◆ Verilen Metin
3 Temmuz 2009

İŞÇİ SATIŞI DA YASALAŞTI...

İŞÇİ SATIŞI DA YASALAŞTI...
Aziz Çelik
azizcelik@birgun.net / 14:22 02 Temmuz 2009
AKP işçi hakları konusunda pervasız bir uygulamaya daha imza attı. İşçilerin alınıp satılması, kiraya verilmesi yasalaştı.
26 Haziran 2009 gece yarısı TBMM’de kabul edilen bir torba yasa ile (5920 Sayılı Yasa) İş Yasası’na eklenen bir hükümle özel istihdam bürolarına işçileri bir başka işverene kiralama (satma) imkânı tanındı. Yasanın gerekçesindeki ifadeyle “özel istihdam büroları aracılığı ile geçici iş ilişkisi kurulabilmesine” olanak tanındı.

◆ Görev 1
İşçi satışıyla ilgili yazıdan "3 Temmuz 2009" sözlerinden "kiraya verilmesi yasalaştı." sözlerine kadar uzanan bölümü, bu sözler de dahil olmak üzere aynen çıkarın.

◆ Sağlanan Liste

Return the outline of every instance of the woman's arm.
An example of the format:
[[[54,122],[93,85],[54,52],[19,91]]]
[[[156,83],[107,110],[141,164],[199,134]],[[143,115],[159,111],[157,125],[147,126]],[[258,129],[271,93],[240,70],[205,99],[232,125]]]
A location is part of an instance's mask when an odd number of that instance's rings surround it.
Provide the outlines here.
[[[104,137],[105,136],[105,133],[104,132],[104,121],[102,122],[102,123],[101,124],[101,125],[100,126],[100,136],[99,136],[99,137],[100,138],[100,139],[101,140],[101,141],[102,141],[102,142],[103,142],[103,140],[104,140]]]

◆ Görev 2
Lütfen yukarıdaki listenin bütün satırlarını hiçbir değişiklik yapmadan kopyalayın.

◆ Nihai Yanıt 1
3 Temmuz 2009

İŞÇİ SATIŞI DA YASALAŞTI...

İŞÇİ SATIŞI DA YASALAŞTI...
Aziz Çelik
azizcelik@birgun.net / 14:22 02 Temmuz 2009
AKP işçi hakları konusunda pervasız bir uygulamaya daha imza attı. İşçilerin alınıp satılması, kiraya verilmesi yasalaştı.

◆ Nihai Yanıt 2
Return the outline of every instance of the woman's arm.
An example of the format:
[[[54,122],[93,85],[54,52],[19,91]]]
[[[156,83],[107,110],[141,164],[199,134]],[[143,115],[159,111],[157,125],[147,126]],[[258,129],[271,93],[240,70],[205,99],[232,125]]]
A location is part of an instance's mask when an odd number of that instance's rings surround it.
Provide the outlines here.
[[[104,137],[105,136],[105,133],[104,132],[104,121],[102,122],[102,123],[101,124],[101,125],[100,126],[100,136],[99,136],[99,137],[100,138],[100,139],[101,140],[101,141],[102,141],[102,142],[103,142],[103,140],[104,140]]]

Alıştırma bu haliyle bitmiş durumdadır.